▶ [DIRECTIONS]:
1 > From the tax receivable agreement excerpt, list the three things whose resulting cash tax savings the Company agreed to share with the Stockholder under the Prior Agreement.
2 > In the tax receivable agreement excerpt, copy word for word everything from "On December 10, 2019, in" down to "pre-closing acquisitions, (ii)".
## begin EXCERPT PROVIDED
On December 10, 2019, in connection with the closing of the
business combination between Vertiv Holdings, LLC and GS
Acquisition Holdings Corp, now known as Vertiv Holdings Co (the
“Company”), the Company entered into a Tax Receivable Agreement
(the “Prior Agreement”) with VPE Holdings, LLC (the “Stockholder”),
an affiliate of Platinum Equity, LLC. Under the Prior Agreement,
the Company generally agreed to pay the Stockholder 65% of the cash
tax savings in U.S. federal, state, local and certain foreign taxes
that the Company actually realized (or was deemed to realize) in
periods after the closing of the business combination as a result
of (i) increases in the tax basis of certain intangible assets of
the Company resulting from certain pre-closing acquisitions, (ii)
certain U.S. federal income tax credits for increasing research
activities and (iii) tax deductions in respect of certain business
combination expenses. In the twelfth year of the Prior Agreement,
the Company was required to make an additional payment to the
Stockholder based on 65% of the remaining tax benefits that had not
been realized under the Prior Agreement.
## end EXCERPT PROVIDED
## begin RECORDS SHOWN
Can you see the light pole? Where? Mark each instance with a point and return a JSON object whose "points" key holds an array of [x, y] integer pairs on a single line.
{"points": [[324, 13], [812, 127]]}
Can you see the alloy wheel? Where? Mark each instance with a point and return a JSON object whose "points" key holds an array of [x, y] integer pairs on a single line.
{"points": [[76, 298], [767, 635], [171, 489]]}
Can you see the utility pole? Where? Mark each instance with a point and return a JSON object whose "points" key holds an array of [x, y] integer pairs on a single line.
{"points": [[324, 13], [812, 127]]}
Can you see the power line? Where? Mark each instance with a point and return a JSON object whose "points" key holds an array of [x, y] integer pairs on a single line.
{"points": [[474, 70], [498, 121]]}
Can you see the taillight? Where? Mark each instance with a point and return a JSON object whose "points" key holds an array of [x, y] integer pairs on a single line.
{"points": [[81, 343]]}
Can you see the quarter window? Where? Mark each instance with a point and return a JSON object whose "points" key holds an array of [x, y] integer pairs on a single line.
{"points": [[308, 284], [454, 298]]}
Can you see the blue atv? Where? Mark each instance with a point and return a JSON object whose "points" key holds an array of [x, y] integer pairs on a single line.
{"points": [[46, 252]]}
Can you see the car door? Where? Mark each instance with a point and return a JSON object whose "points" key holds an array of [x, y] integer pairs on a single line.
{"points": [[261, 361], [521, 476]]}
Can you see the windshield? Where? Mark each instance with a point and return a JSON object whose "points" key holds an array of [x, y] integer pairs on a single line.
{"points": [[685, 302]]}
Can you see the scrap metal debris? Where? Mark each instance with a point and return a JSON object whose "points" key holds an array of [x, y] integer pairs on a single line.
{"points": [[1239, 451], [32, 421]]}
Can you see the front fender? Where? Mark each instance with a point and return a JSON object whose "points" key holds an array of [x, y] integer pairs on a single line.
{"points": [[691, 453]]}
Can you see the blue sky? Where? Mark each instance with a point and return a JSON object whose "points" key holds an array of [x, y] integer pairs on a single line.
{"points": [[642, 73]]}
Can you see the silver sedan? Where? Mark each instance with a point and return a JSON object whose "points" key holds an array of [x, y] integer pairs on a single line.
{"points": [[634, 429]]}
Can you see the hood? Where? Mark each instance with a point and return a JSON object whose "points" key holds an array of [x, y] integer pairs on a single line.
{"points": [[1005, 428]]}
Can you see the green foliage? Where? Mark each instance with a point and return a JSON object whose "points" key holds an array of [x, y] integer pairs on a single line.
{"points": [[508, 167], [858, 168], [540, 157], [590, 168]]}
## end RECORDS SHOWN
▶ [PER-TASK ANSWERS]:
1 >
1. Increases in the tax basis of certain intangible assets of the Company resulting from certain pre-closing acquisitions
2. Certain U.S. federal income tax credits for increasing research activities
3. Tax deductions in respect of certain business combination expenses

2 >
On December 10, 2019, in connection with the closing of the
business combination between Vertiv Holdings, LLC and GS
Acquisition Holdings Corp, now known as Vertiv Holdings Co (the
“Company”), the Company entered into a Tax Receivable Agreement
(the “Prior Agreement”) with VPE Holdings, LLC (the “Stockholder”),
an affiliate of Platinum Equity, LLC. Under the Prior Agreement,
the Company generally agreed to pay the Stockholder 65% of the cash
tax savings in U.S. federal, state, local and certain foreign taxes
that the Company actually realized (or was deemed to realize) in
periods after the closing of the business combination as a result
of (i) increases in the tax basis of certain intangible assets of
the Company resulting from certain pre-closing acquisitions, (ii)